[Data records]
_ _ _
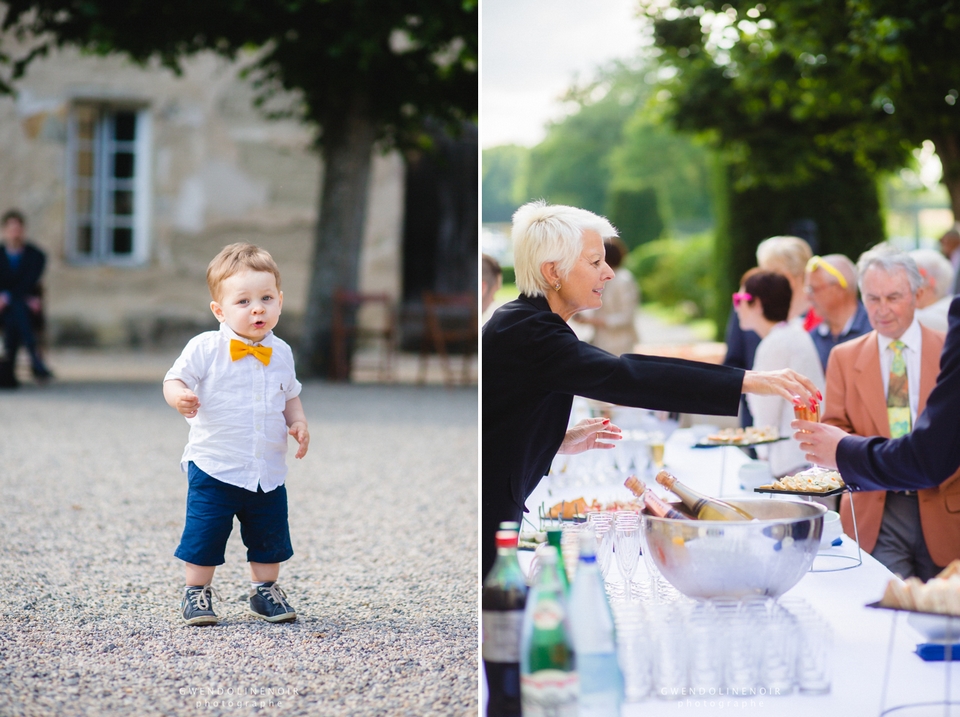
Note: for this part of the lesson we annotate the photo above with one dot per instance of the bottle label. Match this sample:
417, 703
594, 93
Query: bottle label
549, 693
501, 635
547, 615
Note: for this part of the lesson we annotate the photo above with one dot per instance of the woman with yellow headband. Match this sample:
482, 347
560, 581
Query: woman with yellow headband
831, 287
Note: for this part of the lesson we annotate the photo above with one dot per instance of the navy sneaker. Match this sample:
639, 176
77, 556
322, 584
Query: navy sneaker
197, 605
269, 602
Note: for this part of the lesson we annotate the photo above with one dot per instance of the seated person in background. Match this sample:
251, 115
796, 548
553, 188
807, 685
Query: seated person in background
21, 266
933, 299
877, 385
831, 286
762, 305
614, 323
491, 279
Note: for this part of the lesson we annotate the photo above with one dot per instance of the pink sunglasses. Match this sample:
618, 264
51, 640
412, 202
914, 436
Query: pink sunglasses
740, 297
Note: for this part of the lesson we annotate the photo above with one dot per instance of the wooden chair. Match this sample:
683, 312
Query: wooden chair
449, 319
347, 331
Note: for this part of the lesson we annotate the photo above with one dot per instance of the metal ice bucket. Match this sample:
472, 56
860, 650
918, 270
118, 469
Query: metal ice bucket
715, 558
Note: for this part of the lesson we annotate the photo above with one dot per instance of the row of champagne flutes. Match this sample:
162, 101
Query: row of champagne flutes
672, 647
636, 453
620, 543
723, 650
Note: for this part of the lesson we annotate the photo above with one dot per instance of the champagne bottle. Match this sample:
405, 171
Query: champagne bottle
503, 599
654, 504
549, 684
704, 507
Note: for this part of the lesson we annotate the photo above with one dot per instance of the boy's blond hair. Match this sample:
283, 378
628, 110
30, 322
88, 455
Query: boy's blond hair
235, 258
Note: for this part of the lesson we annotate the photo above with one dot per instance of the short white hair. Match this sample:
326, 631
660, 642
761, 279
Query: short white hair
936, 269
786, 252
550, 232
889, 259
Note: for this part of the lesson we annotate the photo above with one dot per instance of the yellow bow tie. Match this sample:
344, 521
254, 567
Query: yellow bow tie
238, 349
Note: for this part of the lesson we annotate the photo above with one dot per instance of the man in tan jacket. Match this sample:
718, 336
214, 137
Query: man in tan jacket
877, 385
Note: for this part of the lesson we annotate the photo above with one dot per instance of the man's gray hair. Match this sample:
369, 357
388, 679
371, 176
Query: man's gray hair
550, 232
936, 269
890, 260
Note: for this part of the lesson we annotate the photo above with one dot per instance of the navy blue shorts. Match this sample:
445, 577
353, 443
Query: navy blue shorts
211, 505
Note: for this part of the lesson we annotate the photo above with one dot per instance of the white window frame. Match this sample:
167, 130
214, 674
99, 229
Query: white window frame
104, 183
_ _ _
== Stated exercise ==
Make an exact copy of the data, leaving its pictures out.

== Exercise answer ==
Note: for this part of the lesson we annotate the photo above with one dot per instance of the bottle label. Match this sample:
417, 703
594, 93
Query: bottle label
549, 693
501, 635
547, 615
Note: for this part of the lesson we annotate the photo above with one dot per instance of the woman with yellow headband. Match this sample:
482, 347
560, 581
Query: woman with yellow headband
831, 287
Note: for this part of the lesson we annotate the photo above with one dot per instance of the navy sneaker. Match this sample:
639, 176
77, 556
322, 584
Query: navy sneaker
197, 605
269, 602
Note: for this part of the lesson we annotate the photo above with one dot per instance of the seated person in background. Match this sample:
251, 115
796, 548
553, 188
807, 685
Query: seated person in background
21, 266
933, 299
877, 385
831, 286
762, 305
614, 323
491, 279
Note: for this part of the lesson we annotate the photo above with one dot per instance of the pink sunglasses. Match this sample:
618, 264
51, 640
412, 202
914, 436
Query: pink sunglasses
740, 297
Note: for this part of the lesson we annotate the photo above with one dot per instance of the wooden chair. Match this sample:
683, 312
Query: wooden chair
449, 319
347, 331
Note: for this part of the lesson we annotate the photo above with one dot per instance of the metal ice bucket. Match this sample:
472, 56
860, 650
918, 270
118, 469
Query: metal ice bucket
715, 558
Note: for this part of the lesson we annotate the photo above with one dot per instance of the row of champagne flutes. Match this sample:
162, 101
Query: row of champagne flutes
672, 647
636, 453
620, 543
723, 650
Note: for this part of the lesson we annotate the photo above with one dot per instance of the champagne bottle. Match this sample:
405, 171
Query: champagne bottle
503, 599
654, 504
549, 684
704, 507
Note: for this part of the lesson we annotate the photo above with one dot per instance of the boy's blond hair. Match this sample:
283, 378
628, 110
30, 322
88, 455
Query: boy's blond hair
235, 258
Note: for this part of the lesson we annotate the photo above with one dot per instance of the short white hair. Match this sample:
326, 631
660, 642
761, 279
Query: short white hair
936, 269
786, 252
550, 232
889, 259
Note: for this part of the lesson we annotate the photo above with one dot per instance of the yellow bow tie. Match this sample:
344, 521
254, 567
Query: yellow bow tie
238, 349
Note: for this part of the lesson we annotate the photo above with one dot per instance of the man in tan jacket. Match this sample:
718, 336
214, 137
Query: man in tan jacket
877, 385
Note: for this part of the lesson we annotate the photo above with one dot per instance of the man's gray hair. Match this sample:
369, 357
388, 679
371, 176
Query: man's gray hair
550, 232
936, 269
890, 260
Note: for this part of the lesson we annotate the photo above with one dot per instance of the navy blue shorts. Match this sample:
445, 577
353, 443
Query: navy blue shorts
211, 505
Note: for this part of the lesson we annotate the photo above with one dot per instance of the white window frame. Match this sample:
167, 130
214, 674
99, 229
Query: white window frame
104, 183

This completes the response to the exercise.